Records from a dataset:
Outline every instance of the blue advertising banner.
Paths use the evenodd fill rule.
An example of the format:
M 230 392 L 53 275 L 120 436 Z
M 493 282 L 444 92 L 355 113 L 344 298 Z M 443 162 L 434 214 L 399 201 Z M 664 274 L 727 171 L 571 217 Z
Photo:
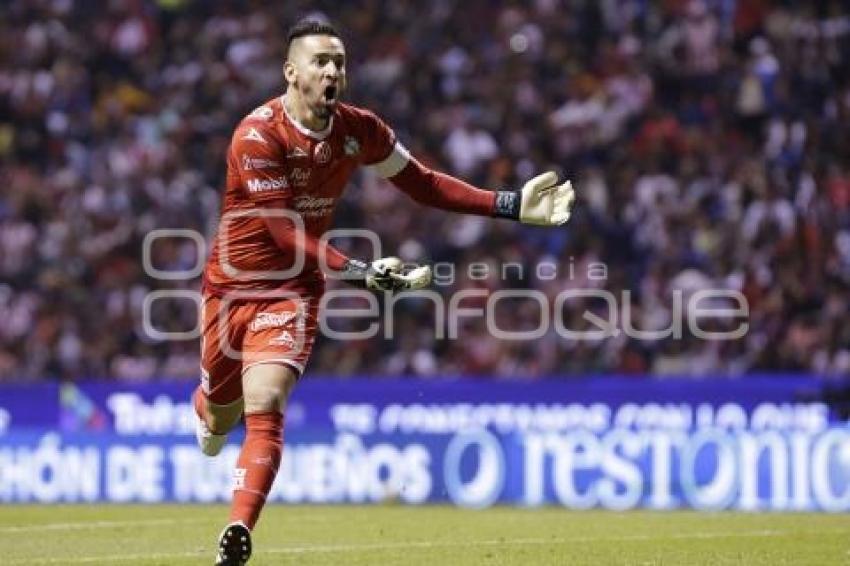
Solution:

ASSIGNED TASK:
What's needed here is an exact repeat of all the records above, pictures excluded.

TASK OUTPUT:
Outline every instance of the blue advertising banner.
Paths use the evenodd fill rule.
An example of the format:
M 230 392 L 53 275 L 120 436 Z
M 493 282 L 444 92 L 355 113 L 344 298 Z M 443 162 L 434 214 L 399 201 Z M 664 274 L 727 171 L 571 217 Z
Photo:
Solution:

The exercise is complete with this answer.